┌─ Data extract
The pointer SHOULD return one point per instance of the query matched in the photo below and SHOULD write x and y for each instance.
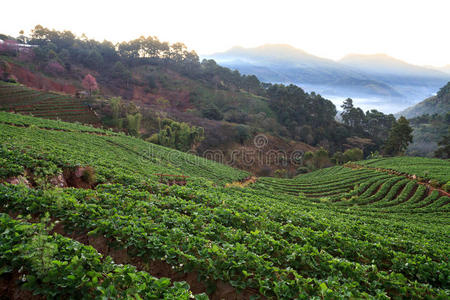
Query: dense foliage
(217, 93)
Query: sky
(414, 31)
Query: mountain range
(373, 81)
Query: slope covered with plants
(327, 234)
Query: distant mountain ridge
(392, 82)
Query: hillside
(439, 104)
(211, 110)
(23, 100)
(326, 234)
(430, 120)
(364, 77)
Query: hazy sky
(415, 31)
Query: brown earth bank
(157, 268)
(430, 188)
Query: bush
(212, 113)
(302, 170)
(446, 187)
(354, 154)
(265, 171)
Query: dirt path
(397, 173)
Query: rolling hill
(393, 83)
(438, 104)
(102, 222)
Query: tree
(90, 83)
(399, 137)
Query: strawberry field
(337, 233)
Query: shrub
(212, 113)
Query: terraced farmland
(338, 233)
(19, 99)
(371, 189)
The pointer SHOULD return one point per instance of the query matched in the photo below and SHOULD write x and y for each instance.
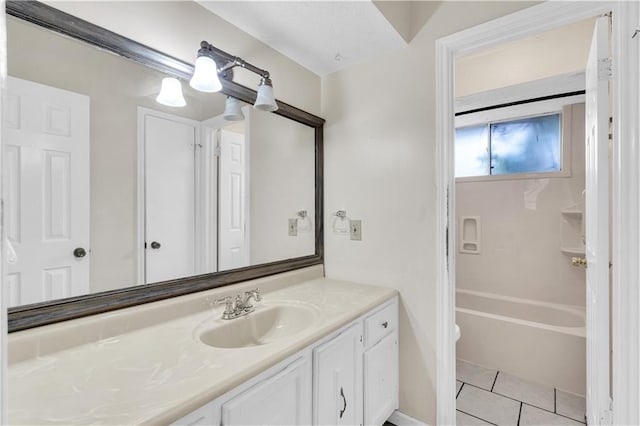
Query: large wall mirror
(113, 199)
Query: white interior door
(169, 188)
(597, 225)
(46, 191)
(233, 241)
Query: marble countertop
(161, 372)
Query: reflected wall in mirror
(107, 188)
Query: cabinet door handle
(344, 402)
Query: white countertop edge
(340, 311)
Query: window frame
(535, 109)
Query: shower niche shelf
(572, 230)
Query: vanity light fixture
(213, 63)
(171, 93)
(232, 110)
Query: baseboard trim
(401, 419)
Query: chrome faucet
(243, 302)
(241, 306)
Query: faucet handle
(256, 294)
(228, 301)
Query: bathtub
(541, 342)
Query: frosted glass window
(529, 145)
(526, 145)
(472, 151)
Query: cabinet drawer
(380, 323)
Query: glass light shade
(171, 93)
(205, 76)
(265, 100)
(232, 110)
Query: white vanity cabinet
(347, 378)
(282, 399)
(337, 379)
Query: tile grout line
(559, 415)
(517, 400)
(494, 381)
(476, 417)
(519, 414)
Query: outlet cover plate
(293, 227)
(355, 230)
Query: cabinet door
(283, 399)
(337, 379)
(381, 380)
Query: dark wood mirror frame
(28, 316)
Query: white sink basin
(267, 324)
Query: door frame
(217, 123)
(140, 184)
(625, 188)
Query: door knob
(578, 261)
(79, 252)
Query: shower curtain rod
(526, 101)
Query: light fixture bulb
(171, 93)
(205, 76)
(232, 110)
(265, 101)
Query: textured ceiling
(322, 36)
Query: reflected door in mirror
(234, 204)
(47, 190)
(169, 196)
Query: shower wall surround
(521, 232)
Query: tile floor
(486, 397)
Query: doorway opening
(519, 207)
(600, 408)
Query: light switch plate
(355, 230)
(293, 227)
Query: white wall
(178, 27)
(3, 292)
(379, 166)
(282, 176)
(175, 28)
(521, 232)
(71, 65)
(559, 51)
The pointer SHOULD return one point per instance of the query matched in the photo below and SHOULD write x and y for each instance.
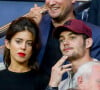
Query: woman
(22, 45)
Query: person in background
(94, 12)
(88, 76)
(54, 14)
(75, 39)
(22, 44)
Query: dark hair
(20, 25)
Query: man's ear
(89, 42)
(7, 44)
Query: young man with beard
(58, 12)
(75, 39)
(88, 76)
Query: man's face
(93, 82)
(59, 8)
(72, 45)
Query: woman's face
(20, 47)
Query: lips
(21, 54)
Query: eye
(29, 43)
(72, 37)
(61, 40)
(18, 41)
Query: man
(75, 39)
(88, 76)
(59, 11)
(94, 12)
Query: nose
(66, 42)
(23, 46)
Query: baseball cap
(74, 25)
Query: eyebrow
(69, 34)
(22, 39)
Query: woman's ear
└─
▸ **Work instructions**
Omitting the pictures, repeat all entries exactly.

▸ **Solution to this task**
The pointer SHOULD return one point per instance of the query matched in the photo below and SHOULD write x and y for each instance.
Query: dense foliage
(217, 93)
Query: sky
(414, 31)
Query: mountain range
(373, 81)
Query: slope covered with plants
(327, 234)
Query: distant mountain ridge
(392, 82)
Query: hillside
(439, 104)
(211, 110)
(23, 100)
(326, 234)
(430, 120)
(364, 77)
Query: hazy sky
(415, 31)
Query: brown earth bank
(157, 268)
(430, 188)
Query: bush
(212, 113)
(302, 170)
(446, 187)
(354, 154)
(265, 171)
Query: dirt path
(397, 173)
Query: rolling hill
(393, 83)
(438, 104)
(102, 222)
Query: tree
(90, 83)
(399, 137)
Query: strawberry field
(337, 233)
Query: shrub
(212, 113)
Query: terraced farmland
(338, 233)
(19, 99)
(371, 189)
The pointer SHOULD return one point per instance of the query matched in the photo below and SHOULD write x and y for each instance.
Query: large wall mirror
(113, 199)
Query: white interior door
(169, 188)
(597, 225)
(46, 191)
(233, 241)
Query: marble countertop
(161, 372)
Query: reflected wall in mirror
(107, 188)
Query: cabinet door handle
(344, 402)
Query: white countertop edge
(340, 311)
Query: window frame
(535, 109)
Query: shower niche shelf
(572, 230)
Query: vanity light fixture
(213, 63)
(171, 93)
(232, 110)
Query: baseboard trim
(401, 419)
Query: chrome faucet
(243, 302)
(241, 306)
Query: faucet handle
(256, 294)
(228, 301)
Query: bathtub
(541, 342)
Query: frosted glass window
(529, 145)
(526, 145)
(472, 151)
Query: cabinet drawer
(380, 323)
Query: glass light shade
(171, 93)
(205, 76)
(265, 100)
(232, 110)
Query: white vanity cabinet
(347, 378)
(282, 399)
(337, 379)
Query: tile grout line
(559, 415)
(517, 400)
(494, 381)
(476, 417)
(519, 414)
Query: outlet cover plate
(293, 227)
(355, 230)
Query: cabinet door
(283, 399)
(337, 379)
(381, 380)
Query: dark wood mirror frame
(28, 316)
Query: white sink basin
(267, 324)
Query: door frame
(217, 123)
(140, 184)
(625, 188)
Query: door knob
(578, 261)
(79, 252)
Query: shower curtain rod
(526, 101)
Query: light fixture bulb
(171, 93)
(205, 76)
(232, 110)
(265, 101)
Query: textured ceiling
(322, 36)
Query: reflected door in mirror
(234, 204)
(47, 190)
(169, 196)
Query: shower wall surround
(521, 232)
Query: tile floor
(486, 397)
Query: doorway opening
(519, 207)
(600, 408)
Query: light switch plate
(355, 230)
(293, 227)
Query: white wall
(178, 27)
(3, 292)
(379, 166)
(282, 176)
(175, 28)
(521, 232)
(71, 65)
(559, 51)
The pointer SHOULD return one point per instance of the query matched in the photo below and SHOULD write x and y for each instance.
Query: woman
(22, 45)
Query: person in background
(94, 12)
(88, 76)
(54, 14)
(75, 39)
(22, 44)
Query: dark hair
(20, 25)
Query: man's ear
(89, 42)
(7, 44)
Query: young man with beard
(58, 12)
(75, 39)
(88, 76)
Query: man's face
(93, 82)
(59, 8)
(72, 45)
Query: woman's face
(20, 47)
Query: lips
(21, 54)
Query: eye
(29, 43)
(72, 37)
(61, 40)
(18, 41)
Query: man
(75, 39)
(88, 76)
(59, 11)
(94, 12)
Query: nose
(66, 42)
(23, 46)
Query: baseball cap
(74, 25)
Query: eyebrow
(69, 34)
(22, 39)
Query: woman's ear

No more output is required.